Data entries

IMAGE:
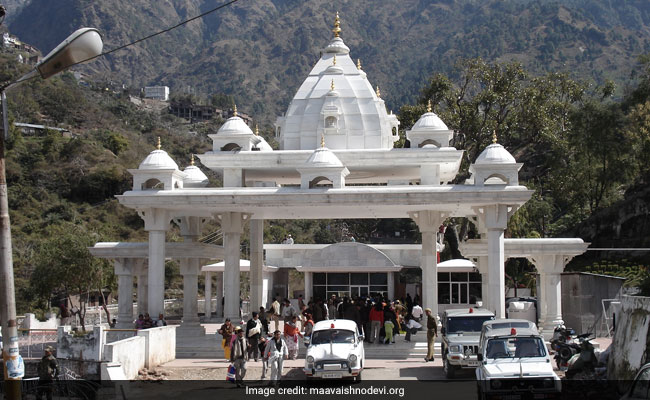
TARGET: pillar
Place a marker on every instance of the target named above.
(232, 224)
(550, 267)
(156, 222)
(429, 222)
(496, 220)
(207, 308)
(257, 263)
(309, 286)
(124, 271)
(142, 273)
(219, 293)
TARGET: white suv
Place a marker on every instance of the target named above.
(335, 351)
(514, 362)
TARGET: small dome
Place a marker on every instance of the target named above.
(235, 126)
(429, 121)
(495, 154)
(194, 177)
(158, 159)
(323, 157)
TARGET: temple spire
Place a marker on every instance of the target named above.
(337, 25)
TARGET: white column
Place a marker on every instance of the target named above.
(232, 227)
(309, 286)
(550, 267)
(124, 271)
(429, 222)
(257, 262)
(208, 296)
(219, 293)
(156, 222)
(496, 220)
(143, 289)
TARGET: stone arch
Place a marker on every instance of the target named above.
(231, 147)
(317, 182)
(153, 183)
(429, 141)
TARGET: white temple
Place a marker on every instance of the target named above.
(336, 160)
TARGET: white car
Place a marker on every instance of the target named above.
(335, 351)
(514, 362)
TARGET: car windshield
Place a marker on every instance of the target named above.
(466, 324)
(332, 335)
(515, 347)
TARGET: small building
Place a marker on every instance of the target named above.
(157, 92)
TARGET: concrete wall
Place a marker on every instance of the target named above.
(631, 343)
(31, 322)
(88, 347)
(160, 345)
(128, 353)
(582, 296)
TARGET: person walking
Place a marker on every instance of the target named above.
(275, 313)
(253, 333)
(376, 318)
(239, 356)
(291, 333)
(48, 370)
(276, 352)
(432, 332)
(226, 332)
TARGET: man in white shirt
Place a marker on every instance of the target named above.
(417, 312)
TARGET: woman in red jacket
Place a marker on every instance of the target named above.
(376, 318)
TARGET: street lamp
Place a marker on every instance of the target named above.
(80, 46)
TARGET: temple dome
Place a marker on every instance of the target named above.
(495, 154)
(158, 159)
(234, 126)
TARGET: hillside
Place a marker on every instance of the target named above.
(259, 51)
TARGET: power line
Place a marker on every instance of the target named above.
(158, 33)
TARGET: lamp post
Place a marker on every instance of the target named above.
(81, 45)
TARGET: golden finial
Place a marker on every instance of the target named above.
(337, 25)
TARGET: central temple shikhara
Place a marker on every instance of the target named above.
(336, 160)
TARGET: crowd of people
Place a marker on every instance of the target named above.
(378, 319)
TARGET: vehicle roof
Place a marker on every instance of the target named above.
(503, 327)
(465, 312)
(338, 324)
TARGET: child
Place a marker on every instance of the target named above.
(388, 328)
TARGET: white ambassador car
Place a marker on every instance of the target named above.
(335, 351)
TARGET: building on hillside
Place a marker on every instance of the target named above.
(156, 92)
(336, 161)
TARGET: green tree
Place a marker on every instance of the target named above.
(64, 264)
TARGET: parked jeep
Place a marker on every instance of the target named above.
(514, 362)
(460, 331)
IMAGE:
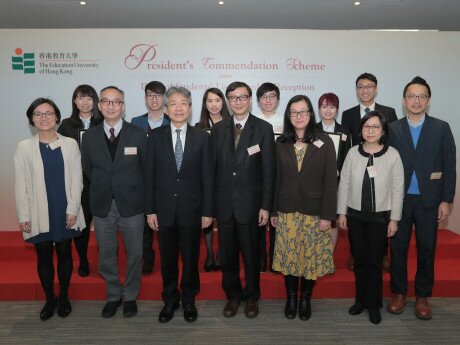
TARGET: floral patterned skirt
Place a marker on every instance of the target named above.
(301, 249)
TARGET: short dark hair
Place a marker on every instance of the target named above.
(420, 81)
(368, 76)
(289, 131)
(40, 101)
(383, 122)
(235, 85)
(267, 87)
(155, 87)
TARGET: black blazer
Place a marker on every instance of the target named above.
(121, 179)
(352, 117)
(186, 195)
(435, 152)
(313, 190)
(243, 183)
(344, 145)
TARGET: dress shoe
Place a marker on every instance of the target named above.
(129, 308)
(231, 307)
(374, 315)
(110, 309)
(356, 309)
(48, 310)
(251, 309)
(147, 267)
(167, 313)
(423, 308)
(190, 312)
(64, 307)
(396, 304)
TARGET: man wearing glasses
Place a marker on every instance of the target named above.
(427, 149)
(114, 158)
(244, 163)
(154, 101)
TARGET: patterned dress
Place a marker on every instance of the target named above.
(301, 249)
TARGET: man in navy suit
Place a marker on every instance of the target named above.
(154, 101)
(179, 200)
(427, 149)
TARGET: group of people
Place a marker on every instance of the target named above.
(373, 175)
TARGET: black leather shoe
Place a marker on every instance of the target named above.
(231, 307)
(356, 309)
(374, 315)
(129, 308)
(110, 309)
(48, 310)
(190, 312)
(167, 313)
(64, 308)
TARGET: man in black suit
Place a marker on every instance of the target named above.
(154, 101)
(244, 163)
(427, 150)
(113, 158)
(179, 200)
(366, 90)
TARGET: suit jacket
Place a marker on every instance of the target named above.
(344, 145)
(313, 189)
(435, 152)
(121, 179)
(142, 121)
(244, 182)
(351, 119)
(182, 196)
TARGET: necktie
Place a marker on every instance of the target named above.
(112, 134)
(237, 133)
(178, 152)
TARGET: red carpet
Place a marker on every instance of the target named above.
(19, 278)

Activity:
Each record above should be repeated exactly, please, without pictures.

Written solution:
IMAGE:
TARGET: pillar
Place a marker on every instance of the target named above.
(232, 224)
(550, 267)
(156, 222)
(429, 222)
(496, 220)
(207, 308)
(257, 263)
(309, 286)
(124, 271)
(142, 273)
(219, 293)
TARGET: white suv
Place a marker on every instance of the target named above.
(335, 351)
(514, 362)
TARGET: small dome
Place a marker on every instance of the target named above.
(235, 126)
(429, 121)
(495, 154)
(194, 177)
(158, 159)
(323, 157)
TARGET: temple spire
Place a marker on every instance of the target named above.
(337, 25)
TARGET: white column
Place a marker on every instance of the target named above.
(232, 227)
(309, 286)
(550, 267)
(124, 271)
(429, 222)
(257, 262)
(208, 296)
(219, 293)
(156, 222)
(496, 220)
(143, 289)
TARGET: stone arch
Place a marker on every instance of the target named above.
(231, 147)
(317, 182)
(153, 183)
(429, 141)
TARGET: white temple
Place a marker on every instance of the target named above.
(336, 160)
TARGET: white car
Place a marker on every instance of the target named above.
(335, 351)
(514, 362)
TARGET: car windshield
Place a marker on every instance of the target named above.
(466, 324)
(332, 335)
(515, 347)
TARGET: small building
Place a marker on every instance of the target named above.
(157, 92)
TARGET: concrete wall
Place a marker on every instance of the target named above.
(631, 343)
(31, 322)
(88, 347)
(160, 345)
(128, 353)
(582, 296)
TARGET: person walking
Place a marker on every instance of the target named above.
(275, 313)
(253, 333)
(376, 318)
(239, 356)
(291, 333)
(48, 370)
(276, 352)
(432, 332)
(226, 332)
TARGET: man in white shirt
Place a marker on every instance of the target named above.
(417, 312)
TARGET: woman in red jacket
Place a marker on every instance of the target named above.
(376, 318)
TARGET: street lamp
Place a marker on every instance of the target named above.
(80, 46)
TARGET: temple dome
Place a marker on every instance of the target named above.
(495, 154)
(158, 159)
(234, 126)
TARGET: hillside
Place a marker on every instance of the target named above.
(259, 51)
TARGET: power line
Place a marker on every instance of the target named above.
(158, 33)
TARGET: lamp post
Place a marker on every instance of the target named above.
(81, 45)
TARGET: golden finial
Place a marker on every instance of the target named above.
(337, 25)
TARGET: central temple shikhara
Place a marker on every instance of the target named above.
(336, 160)
TARGET: crowd of people
Place a marker on every instance of the target named above.
(378, 319)
TARGET: vehicle roof
Place a marker on every instance of the target named above.
(503, 327)
(465, 312)
(338, 324)
TARGET: child
Place a marker on every instance of the target named above.
(388, 328)
TARGET: white ambassador car
Place a marker on every instance of the target named above.
(335, 351)
TARGET: building on hillside
Place a marker on every instance of the target named above.
(156, 92)
(336, 161)
TARGET: green tree
Place a marker on every instance of the target named above.
(64, 264)
TARGET: parked jeep
Place a marker on every instance of the target named above.
(514, 362)
(460, 331)
IMAGE:
TARGET: floral patterned skirt
Place a marker on every instance of the target named above.
(301, 249)
TARGET: short dark hair
Place a marker on every instance of the target named above.
(420, 81)
(368, 76)
(289, 131)
(40, 101)
(383, 122)
(235, 85)
(267, 87)
(155, 87)
TARGET: black blazer
Place a marker on every instance of the target named above.
(121, 179)
(352, 117)
(186, 195)
(435, 152)
(313, 190)
(243, 183)
(344, 145)
TARGET: dress shoe
Place a marker on every instance of the target named above.
(129, 308)
(231, 307)
(374, 315)
(110, 309)
(356, 309)
(48, 310)
(251, 309)
(147, 267)
(167, 313)
(423, 308)
(190, 312)
(64, 307)
(396, 304)
TARGET: man wearing glasses
Place a marker on every instance of the target named above.
(427, 149)
(114, 158)
(244, 163)
(154, 101)
TARGET: patterned dress
Place a marker on every instance of the target named above.
(301, 249)
TARGET: man in navy suit
Place a marker on every instance of the target named above.
(154, 101)
(179, 200)
(427, 149)
TARGET: group of people
Place a marker on every instance of the target named above.
(373, 175)
TARGET: black leather shoe
Place a marker on every instance of the target named above.
(231, 307)
(356, 309)
(374, 315)
(129, 308)
(110, 309)
(48, 310)
(190, 312)
(167, 313)
(64, 308)
TARGET: man in black suit
Place a marker on every instance of the target named above.
(154, 101)
(244, 163)
(427, 150)
(113, 158)
(179, 200)
(366, 90)
TARGET: suit jacket
Place a marker on every instance of the target named above.
(344, 145)
(313, 189)
(435, 152)
(121, 179)
(142, 121)
(244, 182)
(351, 119)
(182, 196)
TARGET: necktie
Place a marker on every instance of the target named above.
(112, 134)
(237, 133)
(178, 152)
TARGET: red carpet
Place a marker on every instance of the target named above.
(19, 278)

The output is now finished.